> Dataset content:
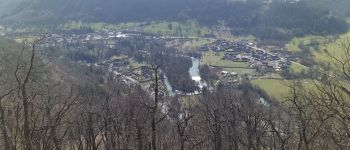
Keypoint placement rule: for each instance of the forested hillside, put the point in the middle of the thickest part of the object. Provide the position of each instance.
(275, 20)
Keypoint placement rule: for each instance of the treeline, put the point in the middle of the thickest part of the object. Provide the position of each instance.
(40, 109)
(276, 21)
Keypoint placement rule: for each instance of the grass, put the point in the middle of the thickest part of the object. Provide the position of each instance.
(196, 43)
(215, 59)
(297, 67)
(293, 45)
(334, 48)
(275, 88)
(279, 89)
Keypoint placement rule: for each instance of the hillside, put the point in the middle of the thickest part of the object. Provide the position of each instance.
(276, 20)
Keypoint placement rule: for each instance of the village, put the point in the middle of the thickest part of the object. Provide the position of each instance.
(244, 51)
(133, 72)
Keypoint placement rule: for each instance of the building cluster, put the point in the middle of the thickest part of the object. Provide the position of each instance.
(245, 51)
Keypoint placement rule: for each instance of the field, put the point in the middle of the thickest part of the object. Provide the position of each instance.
(297, 68)
(215, 59)
(293, 45)
(275, 88)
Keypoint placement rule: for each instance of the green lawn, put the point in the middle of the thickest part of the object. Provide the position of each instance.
(293, 45)
(215, 59)
(297, 67)
(275, 88)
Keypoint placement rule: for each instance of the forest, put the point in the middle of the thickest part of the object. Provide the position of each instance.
(279, 20)
(41, 107)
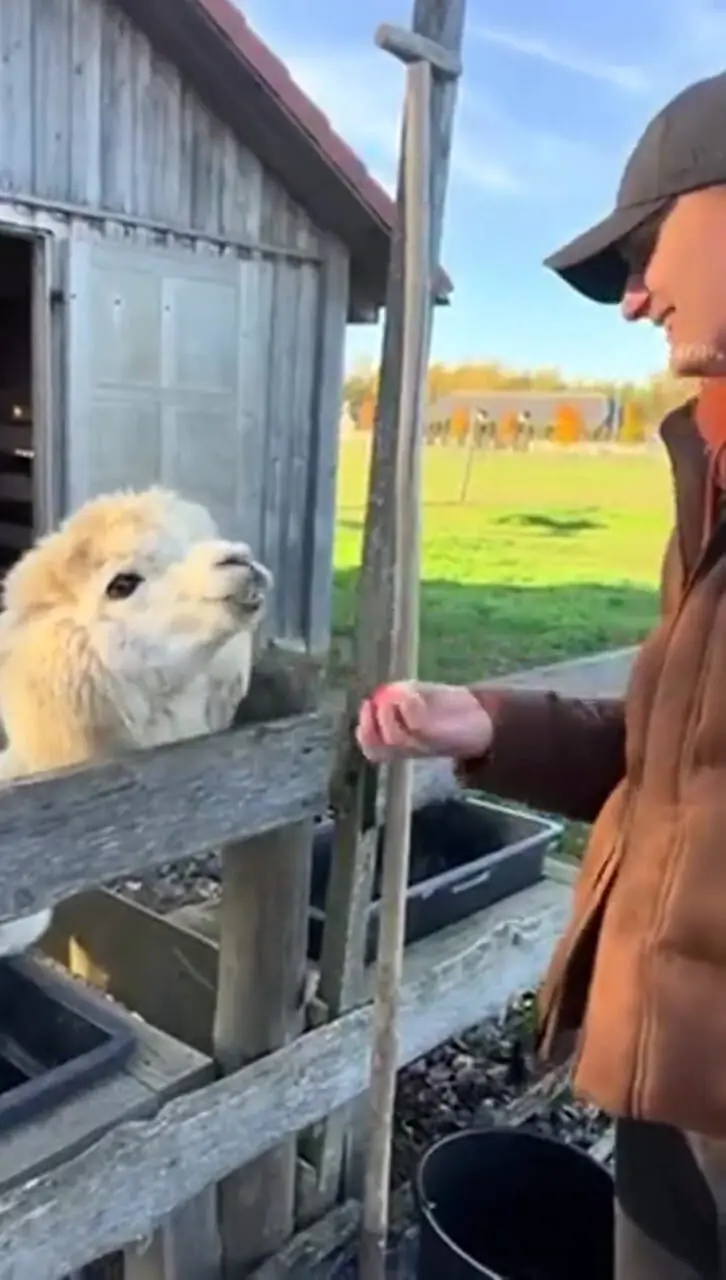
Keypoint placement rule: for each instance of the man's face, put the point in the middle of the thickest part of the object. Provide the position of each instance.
(677, 280)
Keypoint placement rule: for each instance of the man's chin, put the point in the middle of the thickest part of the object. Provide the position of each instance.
(694, 360)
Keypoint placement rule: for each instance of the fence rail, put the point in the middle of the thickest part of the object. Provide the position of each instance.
(82, 827)
(119, 1189)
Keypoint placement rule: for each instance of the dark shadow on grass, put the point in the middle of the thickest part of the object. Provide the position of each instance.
(479, 630)
(560, 526)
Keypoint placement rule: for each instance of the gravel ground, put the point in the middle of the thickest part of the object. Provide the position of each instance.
(475, 1079)
(479, 1078)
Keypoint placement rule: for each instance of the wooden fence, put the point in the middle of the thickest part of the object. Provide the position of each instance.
(67, 832)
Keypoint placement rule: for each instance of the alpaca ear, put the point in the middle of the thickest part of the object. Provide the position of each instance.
(5, 638)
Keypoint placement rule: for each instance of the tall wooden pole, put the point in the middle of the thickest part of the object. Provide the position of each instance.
(424, 59)
(355, 784)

> Assigned task: Each entry is to be output exactly, and no picture is to appear.

> Written answer:
Keypoint placement rule: for each instance of the forested hillside, put the point in the middle of the thickest part of the object. Provide the position of each instance.
(275, 20)
Keypoint placement rule: for each instance of the treeline, put the point in the middle of the thickest part of the object. Provide the position of each instance.
(40, 109)
(276, 21)
Keypoint placement rule: for each instance of the grass, put the point in the middle of the thickest part of the object. Provide the position of each instance.
(196, 43)
(215, 59)
(297, 67)
(293, 45)
(334, 48)
(275, 88)
(279, 89)
Keypoint placement rule: for each instance of the hillside, put the point in the middle of the thickest part of the object. Provide the position of each instance.
(276, 20)
Keypoint placement rule: for each instance of the village, put the point in the middle of the thickest part of the object. Provide the position of each instance.
(244, 51)
(133, 72)
Keypoint placement rule: for each instance of the building cluster, put the point in the middle of the thickest part of the object. Provide the position of each instance.
(245, 51)
Keypoint placement rule: for each instance of the field, put the point in the middle of the thickest part of the object. Provide the position of each instance.
(297, 68)
(215, 59)
(293, 45)
(275, 88)
Keypoint placement rule: for each instance of the green lawn, put the point in the middle of the thickest part of the object. Provide the position of each instance.
(293, 45)
(215, 59)
(297, 67)
(275, 88)
Keypoint placement rule: for each instance of the forest, put the point in the middle of the thickest part of the object. Provide the position of each instance.
(279, 20)
(41, 107)
Keypoint placement rule: for each instance of the man's face, put the point in the middle of the thickest part of the object. Provide the position of each instance.
(677, 280)
Keypoint placement rule: for each instance of the man's chin, put the point in the middle of the thickest part of the object. Provide the position of each instance.
(694, 360)
Keypoint placement rule: for each instance of the fence rail, put the point in the middle of the thickest part of the object. Provide the position of each instance.
(82, 827)
(119, 1189)
Keypoint placement rule: for each instance of the dark shadow on grass, put the point in the middle of the thickest part of the object. Provide the position of each instance.
(479, 630)
(560, 526)
Keypoint placement rule: for each instance of the gravel ground, put the point in the middle of the thickest part of the object. Provide the position of each instance.
(475, 1079)
(479, 1078)
Keypoint placement rule: for each instance of the wooden fence, put the point in the middle of the thickest part of the object. Provide the position of each instance.
(67, 832)
Keypoint placement rule: for each instance of the alpaca ear, put the point in the middle of the thickest part of the object. Provide the position of each instance.
(5, 638)
Keypoint placement rule: for each instance of the tall wooden pole, put the point in the middle of the thickest part of the object. Provide the position of each instance.
(424, 59)
(355, 784)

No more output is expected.